start INPUT DATA

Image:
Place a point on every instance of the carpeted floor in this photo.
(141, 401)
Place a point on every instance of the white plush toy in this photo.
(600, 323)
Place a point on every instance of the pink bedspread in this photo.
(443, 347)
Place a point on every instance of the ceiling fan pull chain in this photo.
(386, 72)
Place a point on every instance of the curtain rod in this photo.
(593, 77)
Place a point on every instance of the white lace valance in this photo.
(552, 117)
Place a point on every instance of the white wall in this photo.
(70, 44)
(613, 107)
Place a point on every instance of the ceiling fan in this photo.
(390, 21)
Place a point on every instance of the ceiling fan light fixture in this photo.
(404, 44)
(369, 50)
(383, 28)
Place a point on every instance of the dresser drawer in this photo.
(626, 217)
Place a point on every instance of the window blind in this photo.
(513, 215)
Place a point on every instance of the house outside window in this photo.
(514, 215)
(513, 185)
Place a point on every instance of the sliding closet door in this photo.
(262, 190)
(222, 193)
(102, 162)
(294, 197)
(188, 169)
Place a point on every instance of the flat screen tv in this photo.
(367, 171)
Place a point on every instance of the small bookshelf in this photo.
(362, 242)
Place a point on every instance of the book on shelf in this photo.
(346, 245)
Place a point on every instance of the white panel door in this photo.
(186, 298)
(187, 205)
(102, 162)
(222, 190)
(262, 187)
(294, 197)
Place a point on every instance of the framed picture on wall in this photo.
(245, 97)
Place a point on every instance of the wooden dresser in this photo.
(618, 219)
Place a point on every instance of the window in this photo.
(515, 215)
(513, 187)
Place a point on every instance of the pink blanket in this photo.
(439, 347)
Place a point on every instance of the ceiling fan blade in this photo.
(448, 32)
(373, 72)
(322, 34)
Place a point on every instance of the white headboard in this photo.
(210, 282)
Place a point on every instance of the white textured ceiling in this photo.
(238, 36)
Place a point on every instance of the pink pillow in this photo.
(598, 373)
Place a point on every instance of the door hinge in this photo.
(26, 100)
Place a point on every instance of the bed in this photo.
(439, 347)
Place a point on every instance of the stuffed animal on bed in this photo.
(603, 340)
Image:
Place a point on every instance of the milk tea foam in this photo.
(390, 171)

end INPUT DATA
start INPUT DATA

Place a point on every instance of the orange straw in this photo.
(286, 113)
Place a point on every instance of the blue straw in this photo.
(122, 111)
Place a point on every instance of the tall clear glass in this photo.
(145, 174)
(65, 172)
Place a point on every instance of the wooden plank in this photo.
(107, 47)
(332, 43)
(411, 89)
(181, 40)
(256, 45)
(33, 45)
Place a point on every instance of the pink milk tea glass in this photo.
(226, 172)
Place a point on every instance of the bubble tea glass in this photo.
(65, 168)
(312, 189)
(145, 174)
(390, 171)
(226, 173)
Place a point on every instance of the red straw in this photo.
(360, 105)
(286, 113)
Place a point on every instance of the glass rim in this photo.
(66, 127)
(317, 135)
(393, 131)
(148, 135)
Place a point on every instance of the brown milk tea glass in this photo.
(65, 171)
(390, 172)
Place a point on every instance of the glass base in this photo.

end INPUT DATA

GIVEN PROBLEM
Select every line of the material above that contains the word "pink" and copy each one out in full.

OUTPUT OF THE TASK
Place a point on every instance of the pink bedspread in this photo.
Place a point on every instance of the pink blanket in this photo.
Place a point on every instance of the pink pillow in this photo.
Place a point on every instance of the pink milk tea glass in this photo.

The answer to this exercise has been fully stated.